AIM A: Summarize the text on Ve Neill in two sentences.

SOURCE DOCUMENT:
* START *
Ve Neill, born Mary Flores (1951) is an American makeup artist. Over the course of her career, Neill had won three Academy Awards, two Emmy Awards, two Saturn Awards, the BAFTA Award and Makeup Artist of the Year from the Foreign Press, with a total of 18 international nominations for her creative and innovative makeup. She had won three Academy Award, for the films Beetlejuice, Mrs. Doubtfire and Ed Wood.

Other notable films she has worked on are Edward Scissorhands, Hook, A.I. Artificial Intelligence, Austin Powers in Goldmember, The Hunger Games and The Hunger Games: Catching Fire.

One of the most renowned makeup artists in motion pictures, Ve Neill (Key Makeup Artist and Makeup Effects Designer) was nominated for her work, along with key hair stylist and designer Martin Samuel, for a Best Makeup Academy Award for Pirates of the Caribbean: The Curse of the Black Pearl. They also won a BAFTA Award for their work on that film. They returned to Pirates of the Caribbean: Dead Man's Chest, which brought her and Samuel yet another nomination from the BAFTA Awards.

Biography[]

Career[]

Over the course of her career, Ve Neill has won three Academy Awards, two Emmy Awards, two Saturn Awards, the BAFTA Award and Makeup Artist of the Year from the Foreign Press, with a total of 18 international nominations for her creative and innovative makeup. From her early career as a rock 'n' roll stylist, Ve Neill began to develop her skills as a designer and makeup artist. Specializing in concept, design and execution, Neill entered the film industry and discovered a talent for extreme fantasy makeup. These unique skills put her at the forefront of the early 1980s film extravaganzas. Neill created space travelers for the first Star Trek film and for the hit comedy Galaxy Quest, rock and roll vampires for Joel Schumacher's The Lost Boys and visions of the afterlife for Tim Burton's wacky comedy Beetlejuice, her first Oscar. In addition, she turned Robin Williams into a Scottish nanny for Mrs. Doubtfire (Neill's second Oscar win), Martin Landau into horror king Bela Lugosi for Burton's Ed Wood (her third Academy Award) and brought to life an onslaught of villains, beauties and superheroes for Burton's Batman Returns and Schumacher's Batman Forever and Batman & Robin. She gave Patricia Arquette the Stigmata, transformed Christine Baranski into The Grinch's sexy girlfriend, aged Johnny Depp 60 years for the film Blow and turned Jude Law into the perfect Love Robot for Steven Spielberg's A.I.: Artificial Intelligence. Some of her other credits have included Burton's Edward Scissorhands, Danny DeVito's Matilda and Hoffa, and Spielberg's Amistad. Neill continued her illustrious career with an assortment of new characters ranging from a manic 100-year-old lady in Duplex, possessed beings in Constantine and turning Johnny Depp into the infamous Demon Barber of Fleet Street for the film Sweeney Todd.
* END *
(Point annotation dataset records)
* START *
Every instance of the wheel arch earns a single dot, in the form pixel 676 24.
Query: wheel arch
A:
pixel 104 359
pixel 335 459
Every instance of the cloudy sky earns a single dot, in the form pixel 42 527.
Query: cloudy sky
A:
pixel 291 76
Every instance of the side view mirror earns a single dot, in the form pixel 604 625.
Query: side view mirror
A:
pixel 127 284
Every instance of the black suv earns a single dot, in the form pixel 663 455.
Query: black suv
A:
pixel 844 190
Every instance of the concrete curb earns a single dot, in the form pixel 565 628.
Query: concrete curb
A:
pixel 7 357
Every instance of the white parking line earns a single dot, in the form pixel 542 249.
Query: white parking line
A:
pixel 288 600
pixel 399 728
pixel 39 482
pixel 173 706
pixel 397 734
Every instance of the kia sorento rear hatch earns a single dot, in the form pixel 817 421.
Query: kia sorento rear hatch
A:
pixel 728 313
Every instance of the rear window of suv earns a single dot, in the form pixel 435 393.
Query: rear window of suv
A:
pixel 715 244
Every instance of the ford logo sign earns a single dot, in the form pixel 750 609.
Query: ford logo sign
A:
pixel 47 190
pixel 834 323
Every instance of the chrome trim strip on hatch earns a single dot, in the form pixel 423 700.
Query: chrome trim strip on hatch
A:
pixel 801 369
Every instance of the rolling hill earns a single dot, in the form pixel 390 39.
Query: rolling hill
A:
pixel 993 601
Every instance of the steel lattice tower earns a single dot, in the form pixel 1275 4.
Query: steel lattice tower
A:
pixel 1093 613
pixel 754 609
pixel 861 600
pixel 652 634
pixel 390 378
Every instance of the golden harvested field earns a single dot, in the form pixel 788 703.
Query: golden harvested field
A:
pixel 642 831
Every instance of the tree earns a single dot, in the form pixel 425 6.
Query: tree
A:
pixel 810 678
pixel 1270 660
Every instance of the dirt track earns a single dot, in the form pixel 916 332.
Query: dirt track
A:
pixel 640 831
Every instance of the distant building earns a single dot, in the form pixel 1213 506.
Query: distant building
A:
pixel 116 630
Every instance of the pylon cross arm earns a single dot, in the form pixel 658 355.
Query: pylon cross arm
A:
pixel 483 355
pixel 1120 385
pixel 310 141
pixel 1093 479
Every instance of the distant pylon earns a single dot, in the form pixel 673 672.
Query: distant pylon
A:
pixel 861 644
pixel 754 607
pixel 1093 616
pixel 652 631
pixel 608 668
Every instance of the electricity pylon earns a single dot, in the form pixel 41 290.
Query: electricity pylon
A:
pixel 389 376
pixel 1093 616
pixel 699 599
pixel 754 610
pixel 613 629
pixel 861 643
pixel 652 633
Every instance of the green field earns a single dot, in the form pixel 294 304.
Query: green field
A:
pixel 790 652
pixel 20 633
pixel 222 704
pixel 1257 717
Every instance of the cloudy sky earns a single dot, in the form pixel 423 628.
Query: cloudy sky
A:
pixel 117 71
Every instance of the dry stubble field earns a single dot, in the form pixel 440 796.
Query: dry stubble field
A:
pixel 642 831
* END *
AIM B: In the records, change "hatch" to "tailgate" starting with the line that contains "Every instance of the rear" and going on through the line that contains "pixel 801 369". Reproduce only those lines with every other detail unchanged.

EXPECTED ANSWER A: Ve Neill is an American makeup artist who has won three Academy Awards, for Beetlejuice, Mrs. Doubtfire and Ed Wood, as well as Emmy, Saturn and BAFTA Awards. After starting out as a rock 'n' roll stylist, she entered the film industry and specialized in extreme fantasy makeup, with credits including Star Trek, Edward Scissorhands, Batman Returns and Sweeney Todd.

EXPECTED ANSWER B:
Every instance of the rear window of suv earns a single dot, in the form pixel 435 393.
Query: rear window of suv
A:
pixel 715 244
Every instance of the ford logo sign earns a single dot, in the form pixel 750 609.
Query: ford logo sign
A:
pixel 47 190
pixel 834 323
Every instance of the chrome trim strip on tailgate earns a single dot, in the form pixel 423 700.
Query: chrome trim strip on tailgate
A:
pixel 801 369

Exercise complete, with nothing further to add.